**Problem to work on:** Copy out word for word the stretch of the Perl metadata post from "Let us start" through "the proposals here.".

Annotations, Attributes, Traits - Part II

This post is a continuation of Annotations, Attributes, Traits and explores the different options for applying metadata that are available to Perl, and what is needed to make these options available for third-party modules to use.

Context

Let us start with a list of the contexts where we may have to set metadata:

  1. Variable declaration
  2. Subroutine declaration
  3. Package declaration
  4. Moose attribute declaration

The last item requires some explanation. The attribute syntax that Moose implemented has become pervasive in modern Perl modules, and is now used in many new libraries, whether related to Moose or not. Even though the new syntax proposed by Stevan implements attributes as variables, there are many other uses of attributes and it is safe to assume that they are here to stay for the time being (e.g. HTML::FormHandler, DBIx::Class::Candy, Parse::FixedRecord).

There is also Moose type declaration (subtype, enum and the like), which I have chosen to ignore in make the discussion more manageable. I do believe it will benefit from most of the proposals here.

Also, we will omit package declaration for the time being, as we will be talking about them later.

**Stored records:**

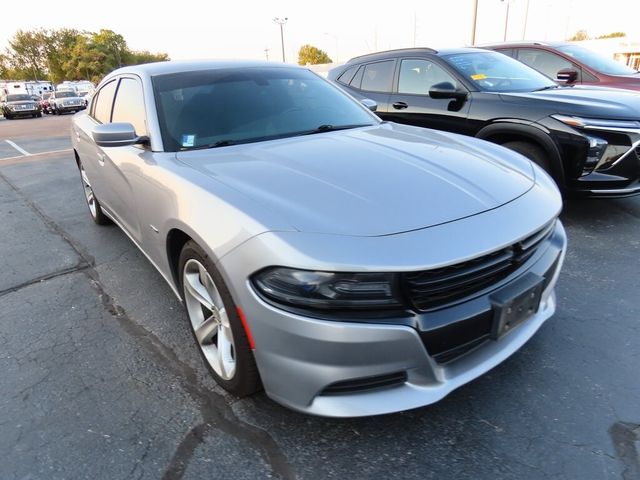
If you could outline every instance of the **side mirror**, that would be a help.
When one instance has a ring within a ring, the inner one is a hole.
[[[96,125],[91,131],[93,140],[99,147],[126,147],[147,143],[148,137],[139,137],[130,123],[105,123]]]
[[[573,83],[578,79],[578,72],[573,68],[563,68],[558,72],[556,78],[560,82]]]
[[[360,100],[360,103],[367,107],[372,112],[375,112],[378,109],[378,104],[375,100],[371,100],[370,98],[363,98]]]
[[[431,85],[429,89],[429,96],[436,99],[449,99],[465,100],[467,98],[467,92],[461,92],[457,90],[455,85],[451,82],[440,82]]]

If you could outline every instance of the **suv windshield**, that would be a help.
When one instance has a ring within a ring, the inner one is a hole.
[[[586,66],[608,75],[633,75],[638,73],[636,70],[620,62],[616,62],[579,45],[564,45],[557,47],[557,49],[565,55],[569,55],[584,63]]]
[[[456,53],[442,58],[487,92],[531,92],[556,86],[551,79],[524,63],[497,52]]]
[[[379,120],[308,70],[243,68],[153,77],[165,151],[375,125]]]
[[[23,94],[7,95],[7,102],[21,102],[23,100],[31,100],[31,96]]]

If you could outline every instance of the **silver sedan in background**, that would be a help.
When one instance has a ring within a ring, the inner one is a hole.
[[[93,220],[159,270],[235,395],[326,416],[427,405],[555,311],[566,237],[544,171],[382,122],[306,69],[126,67],[72,141]]]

**Reply to the exercise:**
Let us start with a list of the contexts where we may have to set metadata:

  1. Variable declaration
  2. Subroutine declaration
  3. Package declaration
  4. Moose attribute declaration

The last item requires some explanation. The attribute syntax that Moose implemented has become pervasive in modern Perl modules, and is now used in many new libraries, whether related to Moose or not. Even though the new syntax proposed by Stevan implements attributes as variables, there are many other uses of attributes and it is safe to assume that they are here to stay for the time being (e.g. HTML::FormHandler, DBIx::Class::Candy, Parse::FixedRecord).

There is also Moose type declaration (subtype, enum and the like), which I have chosen to ignore in make the discussion more manageable. I do believe it will benefit from most of the proposals here.